* **Belge Bölümü**:
• • •
-

Dabbe nedir özellikleri ve anlamı

28 Ocak 2012 Cumartesi yazildi.
Sponsorlu Bağlantılar

Dabbe: Hayvan, canlı. "Debbe" kökünden türemiş bir isimdir. "Debbe" hafif yürüme, debelenme demektir. Hayvanlar ve haşereler için kullanılır. Bunun yanı sıra içkinin bedene yayılması ve bir çürüklüğün etrafına sirayeti gibi hareketi gözle fark edilemeyen şeyler için de kullanılır.
Kuran'da "Dabbe" kelimesinin geçtiği pek çok ayet vardır, ancak ahir zamanda gerçekleşen bu özel olayı anlatan tek ayet Neml Suresi'nin 82. ayetidir. "Dabbe"nin bu ayette ifade edilen özelliklerini tahlil ettiğimizde şunları görürüz:

1. Dabbe, "debb" eden; yani hareketli, canlı, bir varlıktır. 
2. Dabbe, yerden, topraktan (minelard) mamuldür.
• • •
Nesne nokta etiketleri

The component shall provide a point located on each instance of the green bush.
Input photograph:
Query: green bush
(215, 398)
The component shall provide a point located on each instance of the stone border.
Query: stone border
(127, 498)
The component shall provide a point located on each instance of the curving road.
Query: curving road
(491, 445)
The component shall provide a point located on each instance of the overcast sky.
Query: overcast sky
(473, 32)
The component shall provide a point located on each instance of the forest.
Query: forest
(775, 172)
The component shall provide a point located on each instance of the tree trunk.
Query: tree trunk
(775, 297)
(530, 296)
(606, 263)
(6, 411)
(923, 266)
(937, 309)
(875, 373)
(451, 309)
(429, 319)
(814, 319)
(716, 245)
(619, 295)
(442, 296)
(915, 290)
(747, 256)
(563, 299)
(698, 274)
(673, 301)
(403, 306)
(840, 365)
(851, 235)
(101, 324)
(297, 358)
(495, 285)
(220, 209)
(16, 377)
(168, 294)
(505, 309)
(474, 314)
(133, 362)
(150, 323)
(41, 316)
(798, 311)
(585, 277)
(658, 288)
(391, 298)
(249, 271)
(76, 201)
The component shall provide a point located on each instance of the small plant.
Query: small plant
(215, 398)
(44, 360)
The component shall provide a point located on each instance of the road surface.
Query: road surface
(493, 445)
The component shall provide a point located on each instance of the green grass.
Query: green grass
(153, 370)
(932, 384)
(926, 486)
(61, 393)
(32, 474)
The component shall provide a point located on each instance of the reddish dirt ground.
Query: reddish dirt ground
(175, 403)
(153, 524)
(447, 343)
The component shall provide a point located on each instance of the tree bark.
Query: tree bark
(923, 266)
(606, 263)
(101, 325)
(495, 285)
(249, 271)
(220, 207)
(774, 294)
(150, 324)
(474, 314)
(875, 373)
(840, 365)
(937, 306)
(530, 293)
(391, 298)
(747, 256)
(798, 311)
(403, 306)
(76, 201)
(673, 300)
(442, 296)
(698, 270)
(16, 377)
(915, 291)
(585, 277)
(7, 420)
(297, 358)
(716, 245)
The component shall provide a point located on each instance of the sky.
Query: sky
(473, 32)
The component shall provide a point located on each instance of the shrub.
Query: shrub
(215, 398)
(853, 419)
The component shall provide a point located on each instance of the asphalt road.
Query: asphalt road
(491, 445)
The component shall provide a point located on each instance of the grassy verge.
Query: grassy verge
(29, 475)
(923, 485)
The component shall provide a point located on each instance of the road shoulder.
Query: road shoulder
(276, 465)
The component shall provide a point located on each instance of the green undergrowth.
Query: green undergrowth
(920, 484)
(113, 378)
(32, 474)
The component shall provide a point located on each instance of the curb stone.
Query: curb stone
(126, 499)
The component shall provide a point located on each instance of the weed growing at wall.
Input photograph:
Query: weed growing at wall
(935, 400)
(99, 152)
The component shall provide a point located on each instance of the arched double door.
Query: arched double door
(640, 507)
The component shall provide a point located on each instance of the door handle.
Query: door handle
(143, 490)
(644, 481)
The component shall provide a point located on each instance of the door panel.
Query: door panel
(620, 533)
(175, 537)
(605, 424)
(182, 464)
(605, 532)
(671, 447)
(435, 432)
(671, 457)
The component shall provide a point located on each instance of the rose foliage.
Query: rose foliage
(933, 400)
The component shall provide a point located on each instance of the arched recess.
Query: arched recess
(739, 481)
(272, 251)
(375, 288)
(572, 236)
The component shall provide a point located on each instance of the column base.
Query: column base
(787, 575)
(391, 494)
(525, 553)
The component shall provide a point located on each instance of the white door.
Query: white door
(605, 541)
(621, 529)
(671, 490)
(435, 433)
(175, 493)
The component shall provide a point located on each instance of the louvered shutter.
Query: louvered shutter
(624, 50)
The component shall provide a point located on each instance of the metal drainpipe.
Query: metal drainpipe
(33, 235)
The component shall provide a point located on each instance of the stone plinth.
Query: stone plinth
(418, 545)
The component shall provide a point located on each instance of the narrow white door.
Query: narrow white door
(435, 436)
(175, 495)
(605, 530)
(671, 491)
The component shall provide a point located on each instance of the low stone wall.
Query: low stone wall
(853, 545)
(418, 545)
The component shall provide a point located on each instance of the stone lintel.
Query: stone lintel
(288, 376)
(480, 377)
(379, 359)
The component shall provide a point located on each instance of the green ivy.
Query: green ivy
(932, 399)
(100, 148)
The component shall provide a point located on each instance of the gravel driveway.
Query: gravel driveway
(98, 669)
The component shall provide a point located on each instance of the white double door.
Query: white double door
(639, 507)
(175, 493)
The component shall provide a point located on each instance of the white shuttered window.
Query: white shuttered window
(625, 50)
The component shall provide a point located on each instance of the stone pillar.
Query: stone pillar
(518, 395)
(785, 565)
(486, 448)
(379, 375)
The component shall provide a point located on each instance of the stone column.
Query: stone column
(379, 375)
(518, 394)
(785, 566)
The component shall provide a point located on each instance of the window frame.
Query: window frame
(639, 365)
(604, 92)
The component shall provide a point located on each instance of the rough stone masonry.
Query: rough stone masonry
• • •
* **Alıştırma Bölümleri**:
• A. Dabbe konulu metne göre "Debbe" sözcüğü hangi şeyler için kullanılır? Hepsini sayar mısınız?
• B. Dabbe konulu metinde "Sponsorlu Bağlantılar" sözleriyle açılıp "için de kullanılır." sözleriyle kapanan kısmı, "haşereler" yerine "böcekler" koyarak yeniden yazar mısınız?

* **Görev Çözümleri**:
• A. Hayvanlar, haşereler, içkinin bedene yayılması, bir çürüklüğün etrafına sirayeti

• B.
Sponsorlu Bağlantılar

Dabbe: Hayvan, canlı. "Debbe" kökünden türemiş bir isimdir. "Debbe" hafif yürüme, debelenme demektir. Hayvanlar ve böcekler için kullanılır. Bunun yanı sıra içkinin bedene yayılması ve bir çürüklüğün etrafına sirayeti gibi hareketi gözle fark edilemeyen şeyler için de kullanılır.